Stored items
* * *
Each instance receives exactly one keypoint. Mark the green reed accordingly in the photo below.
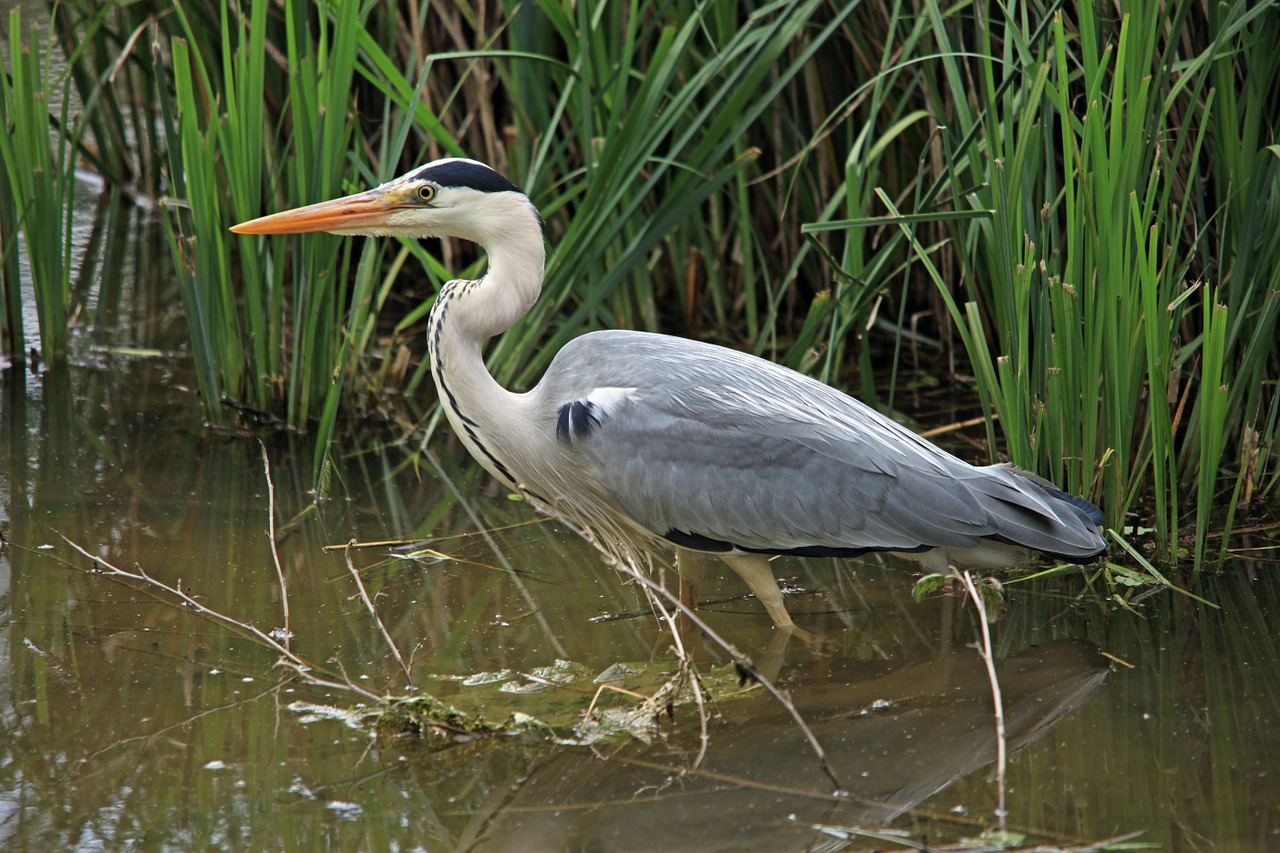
(1080, 213)
(37, 186)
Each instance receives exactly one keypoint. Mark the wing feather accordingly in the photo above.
(718, 445)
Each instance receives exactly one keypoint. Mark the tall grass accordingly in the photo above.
(36, 192)
(1078, 210)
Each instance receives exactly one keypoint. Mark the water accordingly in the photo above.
(132, 723)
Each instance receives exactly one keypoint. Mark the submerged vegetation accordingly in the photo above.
(1077, 209)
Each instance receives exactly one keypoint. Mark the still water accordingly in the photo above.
(129, 723)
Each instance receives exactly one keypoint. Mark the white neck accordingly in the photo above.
(466, 314)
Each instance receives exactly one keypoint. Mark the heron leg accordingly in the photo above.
(754, 569)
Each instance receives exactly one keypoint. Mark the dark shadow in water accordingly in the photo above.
(896, 738)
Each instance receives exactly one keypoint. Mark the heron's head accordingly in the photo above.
(451, 197)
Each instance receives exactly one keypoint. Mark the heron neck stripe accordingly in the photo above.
(435, 324)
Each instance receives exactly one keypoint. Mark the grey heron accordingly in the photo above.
(652, 441)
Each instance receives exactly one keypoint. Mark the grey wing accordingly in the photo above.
(716, 450)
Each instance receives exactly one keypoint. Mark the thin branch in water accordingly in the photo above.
(629, 568)
(373, 611)
(287, 657)
(988, 657)
(286, 633)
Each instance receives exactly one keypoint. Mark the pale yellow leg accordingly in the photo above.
(754, 569)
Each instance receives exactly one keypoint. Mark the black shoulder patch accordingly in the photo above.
(577, 419)
(465, 173)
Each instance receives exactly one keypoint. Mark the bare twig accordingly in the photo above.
(287, 657)
(369, 603)
(744, 664)
(284, 633)
(688, 666)
(984, 651)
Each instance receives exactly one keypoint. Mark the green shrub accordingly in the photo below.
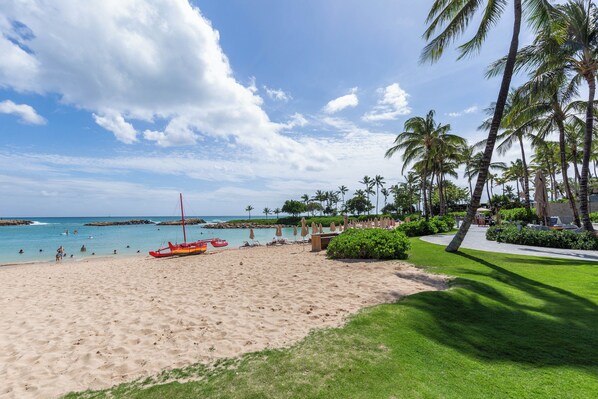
* * *
GIVEN PROBLEM:
Express every line of the records above as a JSON list of strings, one string per line, skipping blank lines. Leave the pictures out of the list.

THE RESPONSE:
[
  "Each instance receives exactly one keypoint. Mark the green reed accordingly in the photo below.",
  "(1080, 213)",
  "(37, 186)",
  "Each instance receives exactly one keypoint. Mark the wing feather accordingly in the photo above.",
  "(718, 445)",
  "Each instance receives exactly one keypoint. Mark the tall grass accordingly in the photo above.",
  "(36, 192)",
  "(1078, 210)",
  "Each instance receives exactly one keypoint. Mark the water accordingly in the photo above.",
  "(132, 723)",
  "Each instance receives exactly one keypoint. Mark the submerged vegetation accordingly in the photo above.",
  "(1077, 209)",
  "Each instance receives exactly one keypoint. Mark the still water accordingly in the photo above.",
  "(129, 723)",
  "Each instance receives exactly one keypoint. Mark the white neck accordingly in the photo above.",
  "(466, 314)",
  "Each instance receives exactly one keypoint. Mark the heron leg accordingly in the photo above.",
  "(754, 569)",
  "Each instance receives exactly one keypoint. Mark the dark shadow in water accordingly in the photo above.",
  "(896, 738)",
  "Each instance receives exactly one keypoint. Mark the heron's head accordingly in the photo above.",
  "(451, 197)",
  "Each instance receives exactly one keypoint. Mark the heron neck stripe accordingly in the photo above.",
  "(435, 324)",
  "Each instance receives exactly one keypoint. Mark the grey heron accordingly in the photo above.",
  "(652, 441)",
  "Each instance receives exactly one keypoint. Mark the grey wing accordingly in the photo above.",
  "(716, 450)",
  "Each instance receives exactly one keypoint. Mark the thin branch in water accordingly in the photo above.",
  "(629, 568)",
  "(373, 611)",
  "(287, 657)",
  "(988, 657)",
  "(286, 633)",
  "Each instance receives exactly one keypoint. Mark the pale yellow leg accordingly in the photo above.",
  "(754, 569)",
  "Each instance receives exactly one keypoint. Mark the black shoulder patch accordingly in the photo above.",
  "(577, 419)",
  "(465, 173)",
  "Each instance receives exactly one keypoint. Mark the bare twig accordingly in the photo above.",
  "(287, 657)",
  "(369, 603)",
  "(744, 664)",
  "(284, 633)",
  "(688, 666)",
  "(984, 651)",
  "Each instance receives exactly one keypoint. Mark the green shrub accordingly in the photo below."
]